__Page text__.
<<<<
This idea is reinforced by the Incarnation. Jesus became human — he had a physical body. If God could become man, then there is nothing intrinsically evil about being human. Nor is there anything bad about physical existence itself. According to the Bible, physical embodied existence was our origin, and it is our destiny.
Secondly, the biblical doctrine of the afterlife promotes a very different system of values than the escapist, Gnostic version I grew up believing. When you believe that this world is bad, and God is eventually going to trash it anyway, it doesn't make you want to take care of it. However, when you believe God is going to redeem the entire cosmos, it gives one a very different picture. Suddenly, this world (and how we treat it) matters. According to the Bible, Christians are not only supposed to anticipate God's future redemption, they are also supposed to reflect it, in the present, by how they live their lives. This has tremendous implications for things like environmental stewardship, cultural renewal, and many other important issues that are pressing on the minds of people today.
>>>>
__Dataset rows__.
<<<<
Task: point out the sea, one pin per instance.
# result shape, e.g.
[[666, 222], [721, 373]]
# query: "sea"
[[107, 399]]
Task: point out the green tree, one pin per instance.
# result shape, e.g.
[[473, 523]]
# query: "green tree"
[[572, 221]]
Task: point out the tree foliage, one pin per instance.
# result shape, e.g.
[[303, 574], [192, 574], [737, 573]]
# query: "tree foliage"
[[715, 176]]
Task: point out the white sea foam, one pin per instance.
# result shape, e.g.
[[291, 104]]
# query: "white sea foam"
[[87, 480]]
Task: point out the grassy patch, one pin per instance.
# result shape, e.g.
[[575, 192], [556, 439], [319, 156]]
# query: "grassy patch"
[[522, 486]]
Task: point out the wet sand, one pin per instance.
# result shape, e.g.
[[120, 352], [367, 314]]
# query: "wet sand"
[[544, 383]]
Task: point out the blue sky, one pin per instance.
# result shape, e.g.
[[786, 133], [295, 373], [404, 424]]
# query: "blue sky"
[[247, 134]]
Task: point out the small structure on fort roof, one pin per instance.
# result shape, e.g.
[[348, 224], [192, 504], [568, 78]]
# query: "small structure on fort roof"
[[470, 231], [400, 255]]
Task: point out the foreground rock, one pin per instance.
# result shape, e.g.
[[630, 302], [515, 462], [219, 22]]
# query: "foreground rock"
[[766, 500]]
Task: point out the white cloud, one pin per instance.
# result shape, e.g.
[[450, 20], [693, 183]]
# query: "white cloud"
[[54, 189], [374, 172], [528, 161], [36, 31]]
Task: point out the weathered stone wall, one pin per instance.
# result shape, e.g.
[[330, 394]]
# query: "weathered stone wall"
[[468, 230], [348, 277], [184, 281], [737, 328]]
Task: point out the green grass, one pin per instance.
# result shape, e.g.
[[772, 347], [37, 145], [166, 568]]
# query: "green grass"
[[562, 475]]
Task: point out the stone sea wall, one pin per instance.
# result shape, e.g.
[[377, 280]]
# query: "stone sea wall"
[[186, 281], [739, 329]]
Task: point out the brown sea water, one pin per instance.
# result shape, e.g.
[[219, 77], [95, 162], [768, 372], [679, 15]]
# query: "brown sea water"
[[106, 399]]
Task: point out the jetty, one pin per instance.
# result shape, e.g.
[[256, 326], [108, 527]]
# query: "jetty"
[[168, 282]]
>>>>
__Requirements__.
1. Copy the records word for word, starting from their first line and going on through the line that contains "[[715, 176]]".
2. Continue the passage on the biblical doctrine of the afterlife from the point where it stops.

__Responses per task__.
1.
Task: point out the sea, one pin per instance.
# result shape, e.g.
[[666, 222], [721, 373]]
# query: "sea"
[[107, 399]]
Task: point out the green tree, one pin per instance.
# result shape, e.g.
[[473, 523]]
# query: "green tree"
[[572, 221]]
Task: point out the tree foliage, one pin per instance.
# result shape, e.g.
[[303, 574], [192, 574], [737, 573]]
# query: "tree foliage"
[[715, 176]]

2.
That is not to say that dealing with current issues is the point of our existence. Just that, for a Christian with a biblical perspective, acknowledging those issues (rather than ignoring them) and working to help solve them will come naturally. In other words, the Christian that lives from a truly biblical perspective will be engaging culture, not isolating herself from it; she will actively work to help in healing society, not just watch from the sidelines; she will be a good steward of the environment, not helping to trash it. On the other hand, the Greek dualistic version of Christianity encourages people to simply huddle together in pockets of cultural isolation, as they wait out the storm of this life; anticipating their escape from physical existence into an immaterial heaven.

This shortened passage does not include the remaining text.